Can you turn the entries running from the line containing "one marker per instance, written like [1075,668]" through the last entry into a numbered list, including both ends and skipping any blank lines?

[Entries drawn from a collection]
-=-=-=-=-

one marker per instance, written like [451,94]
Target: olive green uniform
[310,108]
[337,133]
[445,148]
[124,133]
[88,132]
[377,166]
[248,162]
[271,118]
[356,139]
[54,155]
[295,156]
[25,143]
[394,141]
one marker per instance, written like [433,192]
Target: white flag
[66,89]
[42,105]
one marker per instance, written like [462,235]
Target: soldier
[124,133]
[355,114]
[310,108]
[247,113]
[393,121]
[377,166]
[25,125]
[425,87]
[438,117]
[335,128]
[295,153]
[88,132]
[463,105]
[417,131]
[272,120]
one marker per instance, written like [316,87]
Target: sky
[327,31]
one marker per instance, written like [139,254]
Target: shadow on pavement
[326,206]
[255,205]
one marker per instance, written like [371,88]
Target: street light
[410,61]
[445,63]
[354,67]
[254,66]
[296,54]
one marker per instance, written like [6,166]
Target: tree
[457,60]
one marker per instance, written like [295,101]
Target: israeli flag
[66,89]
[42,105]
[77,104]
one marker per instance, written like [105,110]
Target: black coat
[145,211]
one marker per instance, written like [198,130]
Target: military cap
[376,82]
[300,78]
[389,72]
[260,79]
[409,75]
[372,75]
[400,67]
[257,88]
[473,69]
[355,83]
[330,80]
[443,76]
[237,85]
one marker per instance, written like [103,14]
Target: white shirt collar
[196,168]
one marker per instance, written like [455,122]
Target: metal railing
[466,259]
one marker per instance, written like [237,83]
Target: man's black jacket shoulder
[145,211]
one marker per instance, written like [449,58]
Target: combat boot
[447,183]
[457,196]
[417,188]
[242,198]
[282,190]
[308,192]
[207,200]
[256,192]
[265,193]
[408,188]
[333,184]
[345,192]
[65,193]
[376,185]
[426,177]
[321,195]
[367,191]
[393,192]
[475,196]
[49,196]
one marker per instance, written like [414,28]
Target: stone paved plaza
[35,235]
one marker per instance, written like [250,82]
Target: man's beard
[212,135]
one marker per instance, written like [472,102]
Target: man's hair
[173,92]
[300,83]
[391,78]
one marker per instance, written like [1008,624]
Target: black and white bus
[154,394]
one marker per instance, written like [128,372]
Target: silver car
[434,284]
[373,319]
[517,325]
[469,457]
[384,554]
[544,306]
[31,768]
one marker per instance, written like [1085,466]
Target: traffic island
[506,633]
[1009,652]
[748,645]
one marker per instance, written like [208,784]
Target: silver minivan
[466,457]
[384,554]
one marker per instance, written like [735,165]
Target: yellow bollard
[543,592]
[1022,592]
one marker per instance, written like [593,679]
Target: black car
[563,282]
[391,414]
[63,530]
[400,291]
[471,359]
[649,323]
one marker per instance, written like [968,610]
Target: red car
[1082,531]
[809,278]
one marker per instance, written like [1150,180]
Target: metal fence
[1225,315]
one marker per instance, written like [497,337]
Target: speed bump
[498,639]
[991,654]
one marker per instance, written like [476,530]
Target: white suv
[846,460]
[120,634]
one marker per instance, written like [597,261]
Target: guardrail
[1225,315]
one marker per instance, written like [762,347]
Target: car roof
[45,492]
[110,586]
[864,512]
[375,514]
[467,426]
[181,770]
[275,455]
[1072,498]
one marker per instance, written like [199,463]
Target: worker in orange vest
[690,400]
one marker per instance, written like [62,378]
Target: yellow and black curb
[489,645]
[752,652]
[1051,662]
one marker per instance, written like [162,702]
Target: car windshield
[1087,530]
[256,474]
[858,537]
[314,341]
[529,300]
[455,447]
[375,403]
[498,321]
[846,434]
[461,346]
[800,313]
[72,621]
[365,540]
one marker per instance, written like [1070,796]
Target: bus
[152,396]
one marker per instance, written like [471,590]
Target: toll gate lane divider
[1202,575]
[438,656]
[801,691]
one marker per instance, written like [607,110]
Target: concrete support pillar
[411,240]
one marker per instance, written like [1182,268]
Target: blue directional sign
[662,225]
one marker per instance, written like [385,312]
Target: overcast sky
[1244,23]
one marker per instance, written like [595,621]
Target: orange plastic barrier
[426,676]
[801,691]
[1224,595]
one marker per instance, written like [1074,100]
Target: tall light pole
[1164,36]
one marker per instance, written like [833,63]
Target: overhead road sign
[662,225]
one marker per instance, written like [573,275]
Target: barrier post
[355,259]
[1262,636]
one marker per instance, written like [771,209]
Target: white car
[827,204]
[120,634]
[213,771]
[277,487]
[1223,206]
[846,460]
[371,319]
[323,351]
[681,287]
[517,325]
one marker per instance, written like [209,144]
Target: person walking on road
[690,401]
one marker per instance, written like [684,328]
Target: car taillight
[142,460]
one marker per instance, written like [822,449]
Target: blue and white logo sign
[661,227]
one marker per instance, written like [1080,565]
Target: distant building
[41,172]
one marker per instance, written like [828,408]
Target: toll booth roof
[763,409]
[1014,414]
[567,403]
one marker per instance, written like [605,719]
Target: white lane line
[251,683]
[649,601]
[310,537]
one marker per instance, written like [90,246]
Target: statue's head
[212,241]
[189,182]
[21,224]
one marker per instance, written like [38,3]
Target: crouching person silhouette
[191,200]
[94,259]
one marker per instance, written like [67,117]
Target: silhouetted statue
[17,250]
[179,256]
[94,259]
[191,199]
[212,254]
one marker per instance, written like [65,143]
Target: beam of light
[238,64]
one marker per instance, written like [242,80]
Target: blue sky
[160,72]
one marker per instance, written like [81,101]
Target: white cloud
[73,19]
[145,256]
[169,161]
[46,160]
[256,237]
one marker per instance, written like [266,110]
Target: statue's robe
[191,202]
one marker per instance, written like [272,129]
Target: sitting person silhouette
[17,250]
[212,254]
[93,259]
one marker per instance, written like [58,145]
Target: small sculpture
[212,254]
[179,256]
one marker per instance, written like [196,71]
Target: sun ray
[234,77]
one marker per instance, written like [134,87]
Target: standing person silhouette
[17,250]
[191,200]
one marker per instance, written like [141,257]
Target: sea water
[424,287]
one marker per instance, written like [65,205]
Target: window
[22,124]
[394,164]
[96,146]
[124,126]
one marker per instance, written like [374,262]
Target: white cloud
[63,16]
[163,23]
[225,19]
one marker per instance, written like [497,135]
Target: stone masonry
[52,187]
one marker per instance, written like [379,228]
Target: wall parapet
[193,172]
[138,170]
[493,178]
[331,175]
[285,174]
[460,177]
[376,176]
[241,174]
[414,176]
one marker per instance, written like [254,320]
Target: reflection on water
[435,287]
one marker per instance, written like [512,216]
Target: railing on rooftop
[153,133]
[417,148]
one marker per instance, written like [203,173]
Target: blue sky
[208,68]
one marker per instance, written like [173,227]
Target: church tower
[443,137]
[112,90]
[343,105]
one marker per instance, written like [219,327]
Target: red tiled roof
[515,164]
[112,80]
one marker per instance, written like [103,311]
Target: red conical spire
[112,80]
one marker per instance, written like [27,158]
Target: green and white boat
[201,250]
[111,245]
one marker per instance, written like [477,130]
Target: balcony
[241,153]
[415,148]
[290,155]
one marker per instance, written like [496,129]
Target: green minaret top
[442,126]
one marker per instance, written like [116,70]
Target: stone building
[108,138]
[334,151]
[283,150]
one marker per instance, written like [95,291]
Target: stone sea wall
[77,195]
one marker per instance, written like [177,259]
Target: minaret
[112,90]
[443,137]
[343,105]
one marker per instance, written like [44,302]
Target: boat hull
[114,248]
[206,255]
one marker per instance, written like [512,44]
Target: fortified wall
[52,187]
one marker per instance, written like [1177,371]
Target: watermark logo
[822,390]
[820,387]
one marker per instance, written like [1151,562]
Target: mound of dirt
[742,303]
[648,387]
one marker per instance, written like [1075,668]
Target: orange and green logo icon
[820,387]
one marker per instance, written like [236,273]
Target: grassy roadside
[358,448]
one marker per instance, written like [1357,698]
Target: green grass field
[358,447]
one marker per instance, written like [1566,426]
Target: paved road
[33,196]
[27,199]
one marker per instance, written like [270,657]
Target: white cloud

-=-=-=-=-

=== Result of this exercise ===
1. one marker per instance, written like [1075,668]
2. Target: orange and green logo icon
3. [820,387]
4. one marker per instance, written like [236,273]
5. Target: grassy roadside
6. [358,448]
7. one marker per instance, written like [1357,698]
8. Target: green grass field
9. [358,447]
10. one marker per instance, written like [1566,426]
11. Target: paved road
12. [33,196]
13. [27,199]
14. one marker per instance, written like [270,657]
15. Target: white cloud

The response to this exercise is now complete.